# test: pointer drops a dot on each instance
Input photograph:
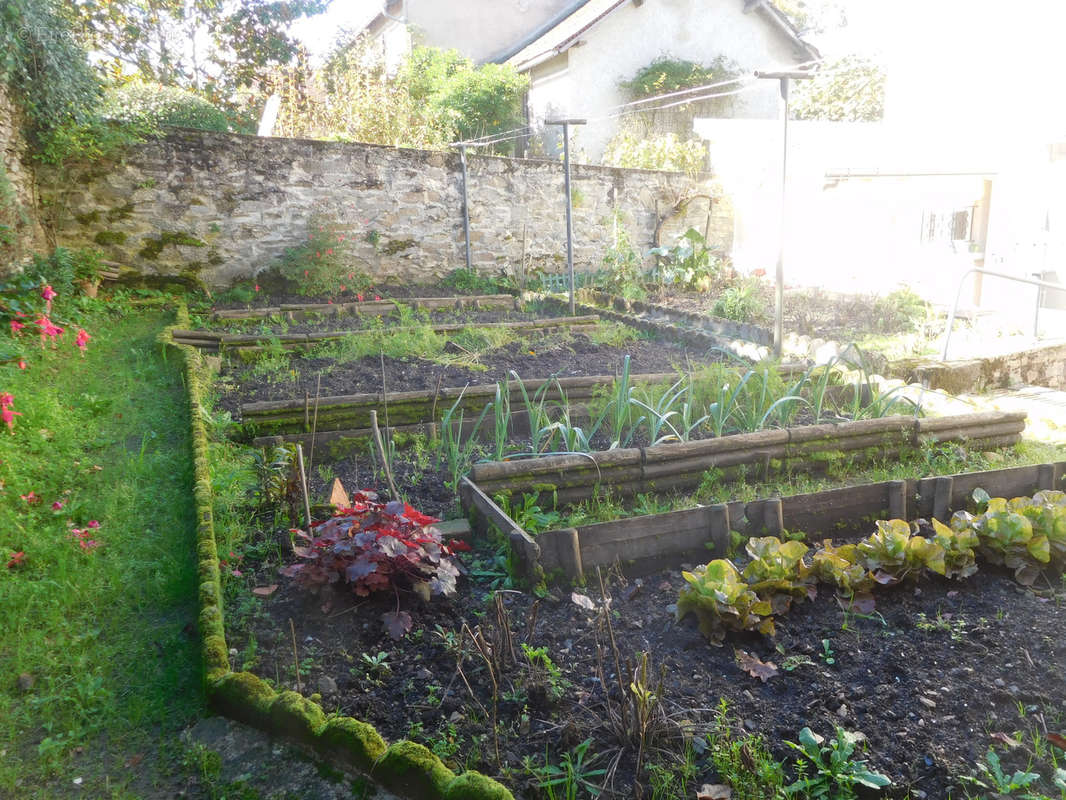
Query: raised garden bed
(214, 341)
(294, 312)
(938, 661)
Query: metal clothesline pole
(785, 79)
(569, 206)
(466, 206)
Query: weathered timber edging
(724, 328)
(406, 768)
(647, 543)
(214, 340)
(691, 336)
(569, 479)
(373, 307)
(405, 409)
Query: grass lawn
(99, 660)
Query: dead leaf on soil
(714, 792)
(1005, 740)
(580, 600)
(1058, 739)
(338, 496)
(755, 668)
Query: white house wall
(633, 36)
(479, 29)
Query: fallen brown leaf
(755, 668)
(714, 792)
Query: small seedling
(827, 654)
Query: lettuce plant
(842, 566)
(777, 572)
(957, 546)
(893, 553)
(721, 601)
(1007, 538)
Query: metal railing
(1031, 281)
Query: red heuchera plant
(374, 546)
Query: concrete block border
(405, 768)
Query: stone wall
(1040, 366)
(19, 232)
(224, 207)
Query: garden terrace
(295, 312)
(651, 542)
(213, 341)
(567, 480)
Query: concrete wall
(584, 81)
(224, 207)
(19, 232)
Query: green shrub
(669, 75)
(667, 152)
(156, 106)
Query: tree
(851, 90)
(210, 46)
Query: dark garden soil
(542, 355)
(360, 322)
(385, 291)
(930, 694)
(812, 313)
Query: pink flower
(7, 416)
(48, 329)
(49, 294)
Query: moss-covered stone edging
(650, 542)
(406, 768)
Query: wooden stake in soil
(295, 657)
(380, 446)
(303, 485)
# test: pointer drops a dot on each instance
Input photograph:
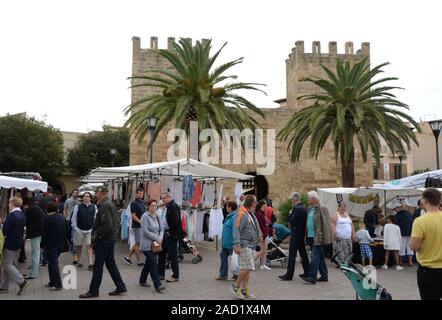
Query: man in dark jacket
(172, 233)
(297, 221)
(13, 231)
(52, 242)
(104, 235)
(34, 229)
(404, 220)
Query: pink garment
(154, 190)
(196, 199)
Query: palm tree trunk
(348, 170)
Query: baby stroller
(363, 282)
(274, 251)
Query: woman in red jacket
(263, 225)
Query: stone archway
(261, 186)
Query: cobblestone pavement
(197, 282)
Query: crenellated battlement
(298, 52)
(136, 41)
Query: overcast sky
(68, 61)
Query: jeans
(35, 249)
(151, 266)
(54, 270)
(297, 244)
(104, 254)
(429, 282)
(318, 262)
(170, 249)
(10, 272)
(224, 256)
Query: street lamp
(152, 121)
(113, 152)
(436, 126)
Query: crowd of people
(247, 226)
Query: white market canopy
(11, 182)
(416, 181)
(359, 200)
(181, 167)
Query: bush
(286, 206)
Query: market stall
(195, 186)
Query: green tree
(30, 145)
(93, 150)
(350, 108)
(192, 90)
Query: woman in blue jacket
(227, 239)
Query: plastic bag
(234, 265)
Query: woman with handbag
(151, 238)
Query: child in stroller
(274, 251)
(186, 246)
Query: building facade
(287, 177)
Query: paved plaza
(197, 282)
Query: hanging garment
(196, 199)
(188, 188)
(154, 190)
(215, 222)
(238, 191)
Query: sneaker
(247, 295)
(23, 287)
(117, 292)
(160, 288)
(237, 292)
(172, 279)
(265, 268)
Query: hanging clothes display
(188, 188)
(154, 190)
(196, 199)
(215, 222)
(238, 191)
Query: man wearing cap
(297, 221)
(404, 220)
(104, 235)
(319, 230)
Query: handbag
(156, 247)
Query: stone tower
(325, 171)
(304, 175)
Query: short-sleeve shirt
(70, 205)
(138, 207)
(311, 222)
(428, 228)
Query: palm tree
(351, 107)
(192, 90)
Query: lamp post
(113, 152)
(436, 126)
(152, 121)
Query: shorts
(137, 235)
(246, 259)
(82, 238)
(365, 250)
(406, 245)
================
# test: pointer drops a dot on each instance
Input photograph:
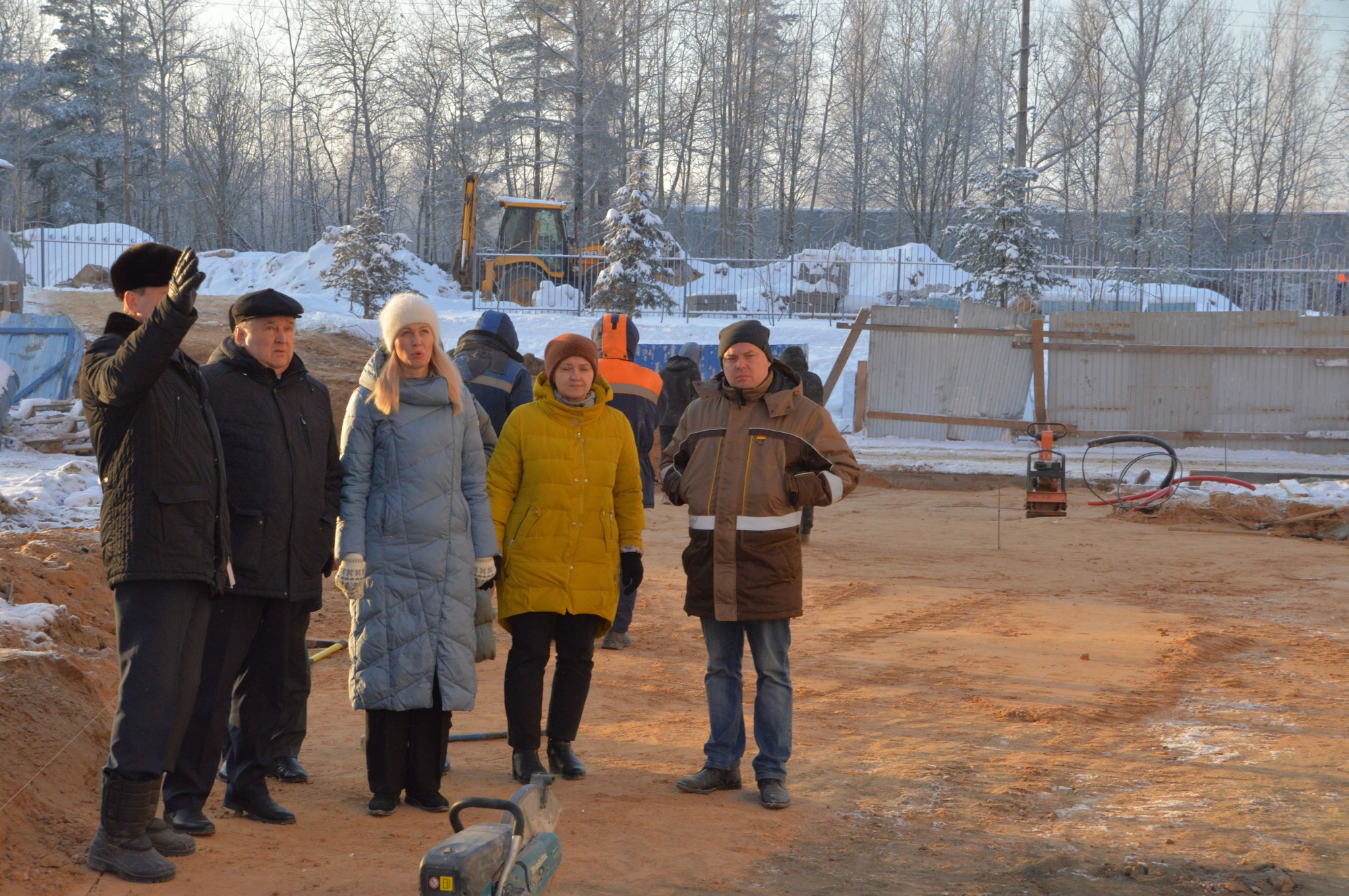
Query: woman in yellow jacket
================
◆ **To do**
List every line of the data above that contains the word "market", copying each line in full.

◆ **Full solution**
Query: white market canopy
Query: market stall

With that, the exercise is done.